Robustness analysis using node deletion for the lower resolution connectivity matrices (\(116\times 116\)) generated using the AAL atlas and MGH-USC DSI datasets. The size of the largest component, global efficiency and entropy are computed (with or without transformation of the connectivity matrix weights) after targeted removal of nodes with decreasing strength, betweenness centrality, or curvature. The top row shows results for the original connectivity matrix while the bottom row shows results after Gaussian transformation of its weights as done in Alstott et al.11

We note that Alstott et al.11 used a Gaussian transformation of the connectivity weights for this type of robustness analysis (see discussion below). We therefore present results using the same transformation in Fig. 5 (bottom row). Additionally, Supplementary Note 7 reproduces the results presented in Fig. 3 from Alstott et al.11, to support the correctness of our analysis. With this approach, results stay consistent to those obtained without Gaussian transformation, except for global efficiency. In this case, all three nodal measures behave differently with centrality leading to the fastest decay in global efficiency. We also note that, for each step of such a robustness analysis, as presented in Fig. 5, a new node is deleted and the size of the network is reduced. Thus, we end up comparing parameters across brain networks with different parcellations (i.e. different number of nodes). It is important to remember that network topological measures show strong dependence on the nodal scale7, therefore, differences between nodal measures may also be attributed, to some extent, to different nodal scales.

In order to further assess the role and unique contribution of curvature, in comparison with other measures, we also computed the Pearson correlation between node measures using all 33 DSI datasets from the MGH-USC HCP Consortium3,22 (116 nodes using AAL atlas). Correlations were obtained, for each dataset, across the 116 nodal values and their empirical distributions were obtained by repeating this across the 33 datasets (see Supplementary Note 8, where the mean and variance of the histograms are shown on top). Curvature does not present a different behavior than the other node measures. Most importantly, the nodal measures can be seen as only weakly to moderately correlated with each other, with curvature positively correlated to strength and (to a much lesser extent) betweenness centrality, while strength and betweenness centrality also show positive correlation. This result further supports our claim that curvature provides information about brain networks, which is complementary to other graph measures.

Note on Gaussian transformation of connectivity matrices

Streamlines numbers (i.e., the weights of structural connectivity graphs) produced by tractography algorithms are exponentially distributed7,20. Without altering the rank-ordering of pathways, those distributions can be transformed to follow Gaussian distributions11, for ease of analysis (e.g. see entropy decay in Fig. 5, bottom row). However, we would like to emphasize that such a transformation may lead to changes in edges weights (and consequently node strengths) that may affect graph measures differently (see results for global efficiency in Fig. 5), and thereby possibly biasing the definition of important nodes, as well as the identification of graph measures that are adequate to quantify robustness. For instance, the weights, while preserving order, can be mapped to a completely different range of values, thereby increasing or diminishing the relative importance of nodes (e.g. mapping weights in the range [1,1000] to [10,11]). We therefore recommend to apply such transformation(s) with care.

Saved entries:
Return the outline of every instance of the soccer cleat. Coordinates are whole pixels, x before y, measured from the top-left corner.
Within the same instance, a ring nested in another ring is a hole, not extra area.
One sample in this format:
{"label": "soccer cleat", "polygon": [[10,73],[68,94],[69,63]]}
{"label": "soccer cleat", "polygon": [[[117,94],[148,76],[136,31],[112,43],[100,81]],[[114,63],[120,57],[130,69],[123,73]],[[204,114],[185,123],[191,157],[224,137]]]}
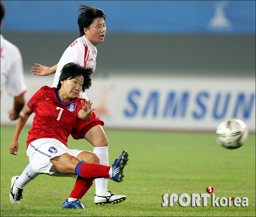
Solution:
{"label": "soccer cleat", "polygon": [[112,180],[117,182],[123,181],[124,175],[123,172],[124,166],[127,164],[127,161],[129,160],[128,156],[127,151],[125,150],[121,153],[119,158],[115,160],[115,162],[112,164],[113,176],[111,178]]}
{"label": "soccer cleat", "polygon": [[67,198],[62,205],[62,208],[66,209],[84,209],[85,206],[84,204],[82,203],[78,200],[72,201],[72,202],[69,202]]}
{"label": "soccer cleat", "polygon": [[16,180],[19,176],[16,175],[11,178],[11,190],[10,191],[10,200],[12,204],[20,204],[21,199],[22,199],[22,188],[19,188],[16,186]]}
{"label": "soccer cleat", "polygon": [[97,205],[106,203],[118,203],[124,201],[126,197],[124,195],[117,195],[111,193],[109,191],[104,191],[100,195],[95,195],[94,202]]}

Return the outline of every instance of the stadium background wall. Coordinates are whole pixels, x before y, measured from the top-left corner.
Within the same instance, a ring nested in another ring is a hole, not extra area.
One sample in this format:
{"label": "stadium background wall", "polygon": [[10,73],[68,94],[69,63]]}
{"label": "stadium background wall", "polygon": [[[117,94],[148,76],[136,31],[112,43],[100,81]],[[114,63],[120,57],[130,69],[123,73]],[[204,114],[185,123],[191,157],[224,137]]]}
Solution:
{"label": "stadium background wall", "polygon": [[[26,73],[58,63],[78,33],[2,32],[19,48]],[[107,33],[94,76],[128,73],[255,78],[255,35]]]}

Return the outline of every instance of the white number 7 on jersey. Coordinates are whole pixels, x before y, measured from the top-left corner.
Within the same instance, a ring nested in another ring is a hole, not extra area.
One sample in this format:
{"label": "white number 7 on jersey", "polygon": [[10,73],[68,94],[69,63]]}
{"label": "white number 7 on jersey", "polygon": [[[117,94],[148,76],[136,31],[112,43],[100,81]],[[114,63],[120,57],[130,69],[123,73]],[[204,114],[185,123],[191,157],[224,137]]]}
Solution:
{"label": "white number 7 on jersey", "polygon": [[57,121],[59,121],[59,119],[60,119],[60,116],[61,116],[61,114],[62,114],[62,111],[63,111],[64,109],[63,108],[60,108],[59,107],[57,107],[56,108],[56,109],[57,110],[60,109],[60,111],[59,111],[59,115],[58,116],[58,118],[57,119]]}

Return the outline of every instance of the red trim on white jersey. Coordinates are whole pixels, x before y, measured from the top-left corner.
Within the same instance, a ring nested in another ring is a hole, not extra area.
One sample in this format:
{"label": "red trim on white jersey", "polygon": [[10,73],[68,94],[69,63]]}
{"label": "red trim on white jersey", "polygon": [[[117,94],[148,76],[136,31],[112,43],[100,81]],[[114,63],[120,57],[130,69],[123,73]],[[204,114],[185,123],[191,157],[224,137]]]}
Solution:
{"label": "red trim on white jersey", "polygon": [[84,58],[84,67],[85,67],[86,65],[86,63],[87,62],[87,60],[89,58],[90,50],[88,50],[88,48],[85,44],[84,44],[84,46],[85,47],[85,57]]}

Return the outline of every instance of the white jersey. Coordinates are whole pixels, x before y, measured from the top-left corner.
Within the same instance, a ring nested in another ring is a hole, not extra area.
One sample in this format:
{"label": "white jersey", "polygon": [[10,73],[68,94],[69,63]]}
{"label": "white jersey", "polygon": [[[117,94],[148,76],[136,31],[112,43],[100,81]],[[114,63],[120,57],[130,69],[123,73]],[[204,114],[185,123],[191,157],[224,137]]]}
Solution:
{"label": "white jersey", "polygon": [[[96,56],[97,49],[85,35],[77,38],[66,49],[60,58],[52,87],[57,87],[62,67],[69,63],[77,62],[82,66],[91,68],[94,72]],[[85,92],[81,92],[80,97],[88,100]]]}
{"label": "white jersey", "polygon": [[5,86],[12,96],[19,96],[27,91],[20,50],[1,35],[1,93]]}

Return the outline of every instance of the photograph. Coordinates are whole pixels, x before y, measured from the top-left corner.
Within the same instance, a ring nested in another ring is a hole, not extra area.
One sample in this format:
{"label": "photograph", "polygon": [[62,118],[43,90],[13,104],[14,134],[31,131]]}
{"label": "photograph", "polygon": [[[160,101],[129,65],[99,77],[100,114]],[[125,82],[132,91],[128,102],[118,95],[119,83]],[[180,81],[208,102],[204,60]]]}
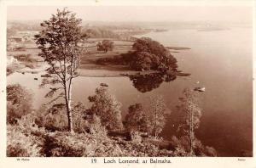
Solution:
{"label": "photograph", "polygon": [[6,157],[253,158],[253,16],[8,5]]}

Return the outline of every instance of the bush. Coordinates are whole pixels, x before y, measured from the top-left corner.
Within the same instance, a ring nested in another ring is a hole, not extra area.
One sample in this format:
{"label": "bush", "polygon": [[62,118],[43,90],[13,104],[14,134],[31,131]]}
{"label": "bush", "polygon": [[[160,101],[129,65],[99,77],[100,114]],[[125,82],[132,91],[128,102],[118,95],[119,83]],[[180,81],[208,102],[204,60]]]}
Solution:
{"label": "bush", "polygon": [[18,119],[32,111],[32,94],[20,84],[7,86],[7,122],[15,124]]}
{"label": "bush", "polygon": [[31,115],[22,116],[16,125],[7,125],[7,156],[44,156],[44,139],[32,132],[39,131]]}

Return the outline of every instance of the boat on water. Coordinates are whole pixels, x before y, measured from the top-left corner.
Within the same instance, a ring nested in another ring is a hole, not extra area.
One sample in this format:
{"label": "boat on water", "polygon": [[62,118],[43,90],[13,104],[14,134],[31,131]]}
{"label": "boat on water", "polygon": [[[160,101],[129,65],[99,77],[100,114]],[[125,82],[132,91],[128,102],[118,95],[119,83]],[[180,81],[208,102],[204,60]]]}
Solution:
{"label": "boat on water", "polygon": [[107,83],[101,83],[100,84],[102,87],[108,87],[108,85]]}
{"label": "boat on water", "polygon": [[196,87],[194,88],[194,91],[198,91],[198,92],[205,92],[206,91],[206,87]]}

...

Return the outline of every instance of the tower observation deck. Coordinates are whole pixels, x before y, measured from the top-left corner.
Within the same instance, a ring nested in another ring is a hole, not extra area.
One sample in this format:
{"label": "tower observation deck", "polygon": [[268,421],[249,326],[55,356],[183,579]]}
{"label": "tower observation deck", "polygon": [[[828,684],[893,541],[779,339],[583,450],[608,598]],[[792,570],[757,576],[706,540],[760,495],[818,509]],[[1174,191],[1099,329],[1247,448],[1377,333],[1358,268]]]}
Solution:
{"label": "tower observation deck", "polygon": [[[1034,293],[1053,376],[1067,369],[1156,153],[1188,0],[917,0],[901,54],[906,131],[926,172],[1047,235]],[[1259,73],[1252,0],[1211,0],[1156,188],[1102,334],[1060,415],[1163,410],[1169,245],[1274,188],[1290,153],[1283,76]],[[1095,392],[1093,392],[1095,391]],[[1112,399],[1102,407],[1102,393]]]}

---

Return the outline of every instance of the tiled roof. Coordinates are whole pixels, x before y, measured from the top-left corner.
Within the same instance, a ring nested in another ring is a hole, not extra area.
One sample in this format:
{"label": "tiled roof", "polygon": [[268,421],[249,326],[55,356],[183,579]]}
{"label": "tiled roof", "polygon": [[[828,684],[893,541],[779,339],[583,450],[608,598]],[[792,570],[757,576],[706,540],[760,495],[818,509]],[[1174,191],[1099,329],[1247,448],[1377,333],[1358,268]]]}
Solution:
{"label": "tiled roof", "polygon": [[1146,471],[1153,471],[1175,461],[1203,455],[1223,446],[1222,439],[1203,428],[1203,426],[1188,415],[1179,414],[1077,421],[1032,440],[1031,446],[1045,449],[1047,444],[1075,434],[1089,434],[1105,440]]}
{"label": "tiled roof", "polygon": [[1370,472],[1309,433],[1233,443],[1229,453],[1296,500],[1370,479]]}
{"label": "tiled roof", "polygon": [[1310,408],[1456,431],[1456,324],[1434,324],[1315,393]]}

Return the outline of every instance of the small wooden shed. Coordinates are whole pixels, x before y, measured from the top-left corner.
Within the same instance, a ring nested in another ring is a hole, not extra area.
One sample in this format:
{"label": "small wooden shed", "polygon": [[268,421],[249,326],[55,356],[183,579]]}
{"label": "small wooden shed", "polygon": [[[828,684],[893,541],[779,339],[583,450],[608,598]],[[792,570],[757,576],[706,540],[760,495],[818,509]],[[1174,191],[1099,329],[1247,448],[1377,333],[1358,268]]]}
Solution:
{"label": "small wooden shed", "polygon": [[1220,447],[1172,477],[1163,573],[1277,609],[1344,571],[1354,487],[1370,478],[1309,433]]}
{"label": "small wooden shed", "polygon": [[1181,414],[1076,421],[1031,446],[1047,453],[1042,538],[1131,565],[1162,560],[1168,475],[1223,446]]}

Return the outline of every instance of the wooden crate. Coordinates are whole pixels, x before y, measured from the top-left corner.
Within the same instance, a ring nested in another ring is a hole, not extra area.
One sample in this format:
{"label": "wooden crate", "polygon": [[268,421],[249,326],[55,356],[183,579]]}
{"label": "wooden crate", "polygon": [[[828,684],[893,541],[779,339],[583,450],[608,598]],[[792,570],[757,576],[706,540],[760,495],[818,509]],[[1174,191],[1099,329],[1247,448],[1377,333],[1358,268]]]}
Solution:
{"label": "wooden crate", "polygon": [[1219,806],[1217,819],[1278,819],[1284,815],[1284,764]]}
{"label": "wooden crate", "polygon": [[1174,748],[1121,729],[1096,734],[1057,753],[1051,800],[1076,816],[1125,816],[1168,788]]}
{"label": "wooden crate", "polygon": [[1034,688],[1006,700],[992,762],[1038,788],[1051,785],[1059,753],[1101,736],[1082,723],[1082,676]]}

- [What to work on]:
1. In the excerpt on brain network robustness, how many DSI datasets from the MGH-USC HCP Consortium were used to compute Pearson correlations between node measures?
2. Using the excerpt on brain network robustness, explain why the authors advise caution when applying a Gaussian transformation to connectivity weights.

- [Solved problems]:
1. 33 datasets.

2. The transformation may change edge weights, and therefore node strengths, in ways that affect graph measures differently. This could bias which nodes are defined as important and which graph measures are judged adequate for quantifying robustness. Although weight order is preserved, the values can be mapped to a very different range, such as [1,1000] to [10,11], which raises or lowers the relative importance of nodes.